BEGIN

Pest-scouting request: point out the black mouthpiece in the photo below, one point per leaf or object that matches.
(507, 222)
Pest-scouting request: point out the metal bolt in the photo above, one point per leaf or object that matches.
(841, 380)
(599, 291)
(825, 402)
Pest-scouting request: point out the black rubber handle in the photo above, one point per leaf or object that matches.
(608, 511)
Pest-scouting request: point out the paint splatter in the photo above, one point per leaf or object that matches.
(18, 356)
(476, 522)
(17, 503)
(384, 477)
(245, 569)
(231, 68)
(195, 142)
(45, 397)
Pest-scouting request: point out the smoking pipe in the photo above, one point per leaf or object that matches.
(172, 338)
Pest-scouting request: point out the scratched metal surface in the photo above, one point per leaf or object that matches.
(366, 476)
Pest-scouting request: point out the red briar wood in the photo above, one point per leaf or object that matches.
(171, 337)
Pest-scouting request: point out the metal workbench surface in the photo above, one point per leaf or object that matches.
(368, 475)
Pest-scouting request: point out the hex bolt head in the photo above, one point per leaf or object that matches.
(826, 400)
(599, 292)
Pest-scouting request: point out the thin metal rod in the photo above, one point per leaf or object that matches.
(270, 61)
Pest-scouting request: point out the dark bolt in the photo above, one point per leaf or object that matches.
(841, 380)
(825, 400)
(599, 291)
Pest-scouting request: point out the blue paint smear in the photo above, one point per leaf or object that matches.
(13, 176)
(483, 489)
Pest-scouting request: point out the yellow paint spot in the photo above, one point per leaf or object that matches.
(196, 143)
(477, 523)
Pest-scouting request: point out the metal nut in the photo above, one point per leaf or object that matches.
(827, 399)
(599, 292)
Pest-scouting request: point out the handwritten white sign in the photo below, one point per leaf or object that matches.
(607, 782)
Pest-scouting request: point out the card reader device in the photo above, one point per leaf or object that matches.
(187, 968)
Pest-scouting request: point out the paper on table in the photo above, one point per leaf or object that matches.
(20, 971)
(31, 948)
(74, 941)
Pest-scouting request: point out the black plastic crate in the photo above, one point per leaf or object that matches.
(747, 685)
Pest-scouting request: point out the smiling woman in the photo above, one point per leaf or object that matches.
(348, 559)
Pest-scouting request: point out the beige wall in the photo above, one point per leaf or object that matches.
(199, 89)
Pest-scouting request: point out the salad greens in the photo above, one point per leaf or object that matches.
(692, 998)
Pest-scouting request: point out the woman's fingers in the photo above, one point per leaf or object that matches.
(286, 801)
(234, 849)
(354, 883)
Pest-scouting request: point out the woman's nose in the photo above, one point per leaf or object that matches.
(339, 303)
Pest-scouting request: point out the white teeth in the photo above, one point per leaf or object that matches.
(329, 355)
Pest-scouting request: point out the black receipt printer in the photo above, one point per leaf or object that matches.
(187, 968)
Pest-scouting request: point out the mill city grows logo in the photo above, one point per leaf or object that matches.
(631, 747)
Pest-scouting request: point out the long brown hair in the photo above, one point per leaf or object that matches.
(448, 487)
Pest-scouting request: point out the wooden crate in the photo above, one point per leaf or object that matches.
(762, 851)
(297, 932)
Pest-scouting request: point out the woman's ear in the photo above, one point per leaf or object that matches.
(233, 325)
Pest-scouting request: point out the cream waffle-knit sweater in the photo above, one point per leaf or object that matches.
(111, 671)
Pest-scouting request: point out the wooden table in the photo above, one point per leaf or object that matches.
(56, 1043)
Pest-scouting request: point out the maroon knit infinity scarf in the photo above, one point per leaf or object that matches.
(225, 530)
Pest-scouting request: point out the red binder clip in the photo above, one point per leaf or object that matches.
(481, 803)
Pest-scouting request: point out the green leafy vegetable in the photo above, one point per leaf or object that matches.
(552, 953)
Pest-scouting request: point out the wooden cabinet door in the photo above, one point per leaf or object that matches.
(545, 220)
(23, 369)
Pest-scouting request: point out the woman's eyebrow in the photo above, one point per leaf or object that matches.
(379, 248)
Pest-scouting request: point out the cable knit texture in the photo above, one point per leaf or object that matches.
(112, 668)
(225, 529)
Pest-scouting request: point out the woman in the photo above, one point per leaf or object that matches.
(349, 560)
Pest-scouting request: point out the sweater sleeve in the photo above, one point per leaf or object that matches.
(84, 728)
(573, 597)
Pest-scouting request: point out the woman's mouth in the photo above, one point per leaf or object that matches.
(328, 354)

END

> [Written problem]: Please arrange all of the data above as a Markdown table with two columns, "No." for the row number and "Line" for the line itself, and leave out any blank lines.

> [In response]:
| No. | Line |
|---|---|
| 1 | Pest-scouting request: point out the black mouthpiece in the photo below, one point per leaf or object that matches. |
| 2 | (507, 222) |
| 3 | Pest-scouting request: point out the metal bolt in the photo above, one point per leaf or object that matches. |
| 4 | (841, 380) |
| 5 | (599, 291) |
| 6 | (825, 402) |
| 7 | Pest-scouting request: point out the black rubber handle in the photo above, one point per leaf or object that matches. |
| 8 | (608, 511) |
| 9 | Pest-scouting request: point out the paint splatter in the photo above, one point per leaf or object that matches. |
| 10 | (18, 356) |
| 11 | (476, 522) |
| 12 | (17, 503) |
| 13 | (384, 477) |
| 14 | (245, 569) |
| 15 | (231, 68) |
| 16 | (195, 142) |
| 17 | (45, 397) |
| 18 | Pest-scouting request: point out the smoking pipe in the photo above, one point per leaf or object that matches. |
| 19 | (172, 338) |
| 20 | Pest-scouting request: point out the scratched metal surface in the photo above, one point per leaf or object that matches. |
| 21 | (366, 476) |
| 22 | Pest-scouting request: point out the red briar wood in the photo above, one point per leaf or object that matches. |
| 23 | (171, 337) |
| 24 | Pest-scouting request: point out the metal workbench surface in the photo above, one point per leaf or object that matches. |
| 25 | (368, 475) |
| 26 | Pest-scouting request: point out the hex bolt head in the photo above, one point per leaf or object that matches. |
| 27 | (826, 400) |
| 28 | (599, 292) |
| 29 | Pest-scouting request: point out the thin metal rod in the photo above, one point per leaf or object that matches. |
| 30 | (270, 61) |
| 31 | Pest-scouting request: point out the dark bolt in the photo above, one point per leaf or object that matches. |
| 32 | (841, 380) |
| 33 | (825, 400) |
| 34 | (599, 291) |
| 35 | Pest-scouting request: point out the blue paint smear in the photo above, one point per leaf or object that matches. |
| 36 | (13, 176) |
| 37 | (483, 489) |
| 38 | Pest-scouting request: point out the yellow paint spot in the photo above, one point per leaf or object that matches. |
| 39 | (196, 143) |
| 40 | (477, 523) |
| 41 | Pest-scouting request: point out the metal nut in the photo above, one point per leaf or object that matches. |
| 42 | (827, 399) |
| 43 | (599, 292) |
| 44 | Pest-scouting request: point out the handwritten white sign in the photo below, one point per leaf or object that matches. |
| 45 | (607, 782) |
| 46 | Pest-scouting request: point out the card reader device in the photo above, one point per leaf or object that matches. |
| 47 | (187, 968) |
| 48 | Pest-scouting request: point out the paper on table in the photo above, one point per leaf or object that matches. |
| 49 | (20, 971) |
| 50 | (31, 948) |
| 51 | (74, 941) |
| 52 | Pest-scouting request: point out the black plastic crate in the photo above, one point per leaf or object that matches. |
| 53 | (747, 685) |
| 54 | Pest-scouting request: point out the smiling woman in the photo above, one point per leaf or object that matches. |
| 55 | (348, 559) |
| 56 | Pest-scouting request: point out the beige wall in the photo above, one point per leaf or object that matches. |
| 57 | (199, 89) |
| 58 | Pest-scouting request: point out the salad greens in the photo above, one point per leaf or object that matches. |
| 59 | (692, 998) |
| 60 | Pest-scouting request: point out the woman's fingers in the photo above, one point per leaf or object that matches. |
| 61 | (286, 801) |
| 62 | (234, 849) |
| 63 | (354, 883) |
| 64 | Pest-scouting request: point out the woman's nose in the photo above, one point per leaf or object that matches. |
| 65 | (339, 303) |
| 66 | Pest-scouting request: point out the white teeth in the photo above, one point per leaf or object that matches. |
| 67 | (329, 355) |
| 68 | Pest-scouting request: point out the black receipt printer in the photo above, one point per leaf or object that matches. |
| 69 | (187, 968) |
| 70 | Pest-scouting request: point out the mill city grows logo in the photo above, one point per leaf or object that matches. |
| 71 | (631, 747) |
| 72 | Pest-scouting request: point out the long brown hair in the photo above, one point per leaf or object that matches. |
| 73 | (448, 487) |
| 74 | Pest-scouting request: point out the wooden crate in the photo above, one point per leaf or object that matches. |
| 75 | (762, 851) |
| 76 | (297, 932) |
| 77 | Pest-scouting request: point out the woman's ear in the photo above, one point per leaf or object that matches. |
| 78 | (233, 325) |
| 79 | Pest-scouting request: point out the cream waffle-knit sweater in the photo above, one point per leaf or object that matches. |
| 80 | (111, 671) |
| 81 | Pest-scouting request: point out the wooden table in the photo above, one point per leaf or object that matches. |
| 82 | (56, 1043) |
| 83 | Pest-scouting request: point out the maroon knit infinity scarf in the photo above, one point per leaf or object that matches. |
| 84 | (225, 530) |
| 85 | Pest-scouting request: point out the red binder clip in the photo above, one point per leaf or object that matches. |
| 86 | (481, 803) |
| 87 | Pest-scouting request: point out the green leafy vegetable in the photo above, one point per leaf or object that matches. |
| 88 | (552, 953) |
| 89 | Pest-scouting request: point out the wooden cabinet door in the photo above, one point per leaf or object that matches. |
| 90 | (545, 220) |
| 91 | (23, 369) |
| 92 | Pest-scouting request: point out the woman's eyebrow in the photo above, one point per leaf or object that matches. |
| 93 | (379, 248) |
| 94 | Pest-scouting request: point out the cable knit texture in the photo above, one point per leaf or object that matches. |
| 95 | (112, 668) |
| 96 | (225, 529) |
| 97 | Pest-scouting request: point out the woman in the photo above, one point per leaf or object that matches. |
| 98 | (349, 560) |
| 99 | Pest-scouting request: point out the sweater sleeve in the photo above, one point per leaf or object that matches. |
| 100 | (84, 728) |
| 101 | (573, 597) |
| 102 | Pest-scouting request: point out the woman's mouth in the photo above, one point per leaf or object that matches. |
| 103 | (328, 354) |